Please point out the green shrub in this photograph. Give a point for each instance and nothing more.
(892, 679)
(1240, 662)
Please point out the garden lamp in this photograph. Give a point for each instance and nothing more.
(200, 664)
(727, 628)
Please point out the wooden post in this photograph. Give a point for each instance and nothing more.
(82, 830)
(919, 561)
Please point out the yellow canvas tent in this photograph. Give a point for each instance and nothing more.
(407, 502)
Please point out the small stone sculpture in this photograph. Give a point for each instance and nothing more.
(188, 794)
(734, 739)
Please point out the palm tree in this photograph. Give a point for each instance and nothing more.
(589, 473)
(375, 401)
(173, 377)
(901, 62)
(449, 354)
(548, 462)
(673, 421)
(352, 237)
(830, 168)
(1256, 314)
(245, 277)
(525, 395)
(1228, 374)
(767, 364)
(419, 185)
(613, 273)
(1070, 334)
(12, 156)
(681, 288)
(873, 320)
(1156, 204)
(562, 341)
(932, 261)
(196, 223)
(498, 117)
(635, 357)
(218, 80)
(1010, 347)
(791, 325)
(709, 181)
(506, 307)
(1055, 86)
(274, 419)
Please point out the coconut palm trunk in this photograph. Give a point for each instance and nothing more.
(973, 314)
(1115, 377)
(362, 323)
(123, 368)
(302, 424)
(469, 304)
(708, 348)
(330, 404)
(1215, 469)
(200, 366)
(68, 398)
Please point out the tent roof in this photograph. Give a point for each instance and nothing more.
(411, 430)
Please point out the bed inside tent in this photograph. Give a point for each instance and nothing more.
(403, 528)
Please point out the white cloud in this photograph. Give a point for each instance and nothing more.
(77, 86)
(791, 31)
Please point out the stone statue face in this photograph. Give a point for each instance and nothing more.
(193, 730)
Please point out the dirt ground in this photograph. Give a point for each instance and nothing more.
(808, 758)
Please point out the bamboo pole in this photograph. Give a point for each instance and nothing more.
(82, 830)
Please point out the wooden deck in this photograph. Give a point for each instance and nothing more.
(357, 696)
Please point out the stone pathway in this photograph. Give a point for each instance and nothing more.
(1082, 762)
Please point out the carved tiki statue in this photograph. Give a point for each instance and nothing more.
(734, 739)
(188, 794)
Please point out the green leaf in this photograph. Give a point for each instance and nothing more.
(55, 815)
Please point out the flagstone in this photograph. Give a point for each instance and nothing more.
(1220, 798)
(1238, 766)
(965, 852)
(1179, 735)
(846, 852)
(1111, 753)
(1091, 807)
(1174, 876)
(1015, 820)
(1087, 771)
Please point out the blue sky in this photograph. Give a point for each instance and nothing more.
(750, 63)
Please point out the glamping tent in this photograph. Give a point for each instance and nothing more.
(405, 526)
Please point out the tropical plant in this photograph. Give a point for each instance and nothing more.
----
PROBLEM TO WORK ON
Your task is to repeat every entry exactly.

CORRECT OUTPUT
Please point out the green shrub in this photograph. Give a point for each instance and nothing more.
(892, 679)
(1240, 662)
Please point out the garden lamp in this photograph. Give a point for each instance and nothing more.
(200, 664)
(727, 628)
Please point out the wooden post in this photograph. Give a point for each instance and nothing more.
(82, 830)
(919, 561)
Please point out the yellow canvas tent in this photograph. Give a point for each instance and nothing more.
(407, 502)
Please point out the small stone sculpture in this photograph. Give a point for each instance and nothing more.
(188, 794)
(734, 739)
Please point out the palm tree in this photograph. Give a point for each instance and nothing more.
(589, 473)
(375, 401)
(173, 377)
(901, 62)
(449, 354)
(548, 462)
(673, 421)
(352, 237)
(830, 168)
(1256, 314)
(245, 277)
(525, 395)
(1228, 374)
(767, 364)
(419, 185)
(613, 273)
(1070, 334)
(12, 156)
(681, 288)
(873, 320)
(1156, 204)
(562, 341)
(932, 261)
(196, 223)
(498, 117)
(635, 357)
(218, 80)
(1010, 347)
(791, 325)
(709, 181)
(506, 307)
(1055, 86)
(274, 419)
Please point out the coconut palm trunk in this photograph. Give a point for each instance and nothing more.
(973, 314)
(1115, 377)
(362, 323)
(123, 368)
(302, 424)
(469, 304)
(708, 348)
(330, 404)
(1215, 469)
(200, 366)
(68, 398)
Please point out the tent roof in this photograph. Give a point for each instance and nothing more.
(411, 430)
Please point out the bed inside tent in this photograph. Give a point for each instance and nothing more.
(403, 528)
Please point out the white cloud in this photograph. Give a point for each instance and nothing more.
(77, 86)
(791, 31)
Please point out the stone statue face in this photograph. Give a point for each instance and nothing more.
(193, 730)
Please point out the dirt ground in this photograph. Give a point for each instance and nothing more.
(808, 758)
Please point out the bamboo pole in this photograph. Give a point for each instance and nothing more.
(82, 830)
Please point out the wooden deck in this photograph. Give a point for each instance and nothing more.
(357, 696)
Please point out the stone pathway in this photograph. Give a point for each instance and nothing more.
(1082, 762)
Please point out the carved tiki statue in this photograph. Give a point for each instance and nothing more.
(734, 739)
(188, 794)
Please point out the green leaf in this photograph. Give a point for each instance and nothing more.
(55, 815)
Please point out the flagstone in this photograph. Give a point for each instance and nothing more.
(1220, 798)
(1238, 766)
(965, 852)
(1179, 735)
(846, 852)
(1111, 753)
(1091, 807)
(1174, 876)
(1015, 820)
(1087, 771)
Please point out the blue sky in this photograph. Give a point for each instance and nothing more.
(750, 63)
Please point out the glamping tent in this photograph. Give a point for each instance and nothing more.
(405, 526)
Please point out the tropical plant in this photograph. Give a point for each instance and nothing more.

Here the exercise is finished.